* WHAT YOU NEED TO DO
Take every entry below and copy it out word for word.

* DATASET EXCERPTS
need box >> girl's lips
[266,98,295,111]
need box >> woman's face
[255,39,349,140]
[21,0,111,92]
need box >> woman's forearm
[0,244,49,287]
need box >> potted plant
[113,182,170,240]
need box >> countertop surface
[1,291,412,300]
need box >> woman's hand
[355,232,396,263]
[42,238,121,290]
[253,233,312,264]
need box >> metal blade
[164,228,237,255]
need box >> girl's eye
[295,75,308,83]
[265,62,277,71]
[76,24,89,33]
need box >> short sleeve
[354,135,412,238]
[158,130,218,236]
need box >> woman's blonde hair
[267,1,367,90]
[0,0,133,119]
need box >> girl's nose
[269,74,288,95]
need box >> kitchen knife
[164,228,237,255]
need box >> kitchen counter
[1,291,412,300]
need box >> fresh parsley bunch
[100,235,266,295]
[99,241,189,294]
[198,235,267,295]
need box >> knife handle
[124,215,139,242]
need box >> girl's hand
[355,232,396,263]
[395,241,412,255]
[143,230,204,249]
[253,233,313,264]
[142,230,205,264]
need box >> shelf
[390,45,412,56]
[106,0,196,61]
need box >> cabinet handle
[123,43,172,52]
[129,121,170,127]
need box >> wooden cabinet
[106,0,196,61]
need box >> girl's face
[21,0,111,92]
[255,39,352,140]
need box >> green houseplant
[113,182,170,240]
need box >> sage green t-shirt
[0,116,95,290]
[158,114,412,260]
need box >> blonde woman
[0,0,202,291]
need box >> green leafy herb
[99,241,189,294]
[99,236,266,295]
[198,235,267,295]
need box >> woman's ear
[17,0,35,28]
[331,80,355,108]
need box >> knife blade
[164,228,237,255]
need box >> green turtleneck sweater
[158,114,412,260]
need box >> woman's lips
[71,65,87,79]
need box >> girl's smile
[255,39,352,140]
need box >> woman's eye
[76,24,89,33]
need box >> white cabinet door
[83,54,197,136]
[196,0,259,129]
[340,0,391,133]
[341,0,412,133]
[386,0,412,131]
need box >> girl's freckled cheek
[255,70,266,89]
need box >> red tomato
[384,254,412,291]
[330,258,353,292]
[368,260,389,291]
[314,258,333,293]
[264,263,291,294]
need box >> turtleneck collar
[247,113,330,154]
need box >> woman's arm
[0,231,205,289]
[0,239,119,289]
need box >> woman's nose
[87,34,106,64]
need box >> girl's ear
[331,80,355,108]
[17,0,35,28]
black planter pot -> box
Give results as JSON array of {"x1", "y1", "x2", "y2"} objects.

* RESPONSE TO THIS TASK
need box >> girl's lips
[266,98,295,111]
need box >> woman's face
[255,39,349,140]
[21,0,111,92]
need box >> woman's forearm
[0,244,49,287]
need box >> potted plant
[113,182,170,240]
need box >> countertop surface
[1,291,412,300]
need box >> woman's hand
[355,232,396,263]
[42,238,121,290]
[253,233,312,264]
need box >> metal blade
[164,228,237,255]
need box >> girl's eye
[295,75,308,83]
[265,62,277,71]
[76,24,89,33]
need box >> short sleeve
[354,135,412,238]
[158,130,218,236]
need box >> woman's blonde hair
[267,1,367,90]
[0,0,133,119]
need box >> girl's nose
[269,74,288,95]
need box >> kitchen knife
[164,228,237,255]
need box >> kitchen counter
[1,291,412,300]
need box >> fresh parsley bunch
[100,235,266,295]
[99,241,189,294]
[198,235,267,295]
need box >> knife handle
[124,215,139,242]
need box >> girl's hand
[355,232,396,263]
[395,241,412,255]
[143,230,204,249]
[253,233,313,264]
[142,230,205,264]
need box >> shelf
[390,45,412,56]
[106,0,196,61]
need box >> cabinet handle
[123,43,172,52]
[129,121,170,127]
need box >> wooden cabinet
[106,0,196,61]
need box >> girl's face
[21,0,111,92]
[255,39,352,140]
need box >> green houseplant
[113,182,170,240]
need box >> sage green t-shirt
[0,116,95,290]
[158,114,412,260]
need box >> blonde woman
[0,0,202,291]
need box >> green leafy herb
[99,241,189,294]
[99,236,266,295]
[198,235,267,295]
need box >> woman's ear
[17,0,35,28]
[331,80,355,108]
need box >> knife blade
[164,228,237,255]
need box >> green turtleneck sweater
[158,114,412,260]
need box >> woman's lips
[71,65,87,79]
need box >> girl's smile
[255,39,352,140]
need box >> woman's eye
[76,24,89,33]
need box >> white cabinet door
[83,54,197,136]
[196,0,259,129]
[340,0,391,133]
[341,0,412,133]
[386,0,412,131]
need box >> girl's freckled cheek
[255,70,266,89]
need box >> red tomato
[384,254,412,291]
[330,258,353,292]
[368,260,389,291]
[314,258,333,293]
[264,263,291,294]
need box >> turtleneck collar
[247,113,330,154]
need box >> woman's arm
[0,231,205,289]
[0,239,119,289]
need box >> woman's nose
[87,34,106,64]
need box >> girl's ear
[331,80,355,108]
[17,0,35,28]
black planter pot -> box
Give results as JSON array of {"x1", "y1", "x2", "y2"} objects.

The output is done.